Work instruction: Print the lines in the listing below that fall between the line with "[(85, 184)]" and the line with "Target: stone on shore", those two lines included, exactly as they stand and with nothing else.

Material for the task:
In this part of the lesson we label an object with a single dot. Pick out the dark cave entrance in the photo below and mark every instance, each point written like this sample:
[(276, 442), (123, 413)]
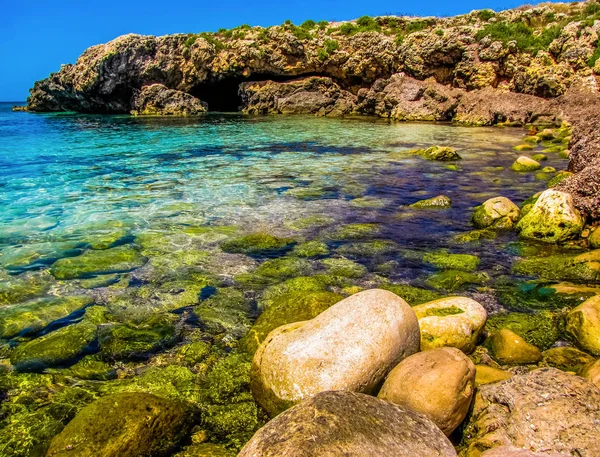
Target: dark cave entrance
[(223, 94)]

* * *

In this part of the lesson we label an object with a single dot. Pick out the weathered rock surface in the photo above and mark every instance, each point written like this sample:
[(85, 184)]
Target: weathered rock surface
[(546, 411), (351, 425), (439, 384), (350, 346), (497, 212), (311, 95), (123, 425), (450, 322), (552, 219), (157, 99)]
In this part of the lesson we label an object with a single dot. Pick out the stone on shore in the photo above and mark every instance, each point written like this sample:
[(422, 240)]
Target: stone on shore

==

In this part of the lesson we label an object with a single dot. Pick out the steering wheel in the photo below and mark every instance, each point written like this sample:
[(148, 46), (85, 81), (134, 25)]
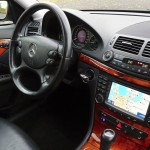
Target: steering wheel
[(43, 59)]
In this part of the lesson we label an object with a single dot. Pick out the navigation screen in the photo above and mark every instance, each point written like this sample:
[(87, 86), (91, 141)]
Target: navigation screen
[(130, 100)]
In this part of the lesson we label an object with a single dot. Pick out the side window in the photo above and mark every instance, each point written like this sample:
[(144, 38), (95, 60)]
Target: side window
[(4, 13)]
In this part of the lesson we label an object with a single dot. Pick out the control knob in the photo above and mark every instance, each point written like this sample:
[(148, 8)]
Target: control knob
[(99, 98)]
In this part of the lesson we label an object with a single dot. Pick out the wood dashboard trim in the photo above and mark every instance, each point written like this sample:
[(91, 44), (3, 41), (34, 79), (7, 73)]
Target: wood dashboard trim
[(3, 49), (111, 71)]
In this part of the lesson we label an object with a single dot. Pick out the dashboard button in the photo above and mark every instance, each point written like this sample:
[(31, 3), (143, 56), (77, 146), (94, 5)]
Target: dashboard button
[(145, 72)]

Problem solution:
[(85, 184)]
Target: weathered rock surface
[(546, 411), (351, 425), (439, 384), (350, 346), (497, 212), (311, 95), (123, 425), (450, 322), (552, 219), (157, 99)]
In this part of the lesson we label an object with a single dot. Pick out the stone on shore in the photo above and mark every instance, each point written like this sample:
[(422, 240)]
Target: stone on shore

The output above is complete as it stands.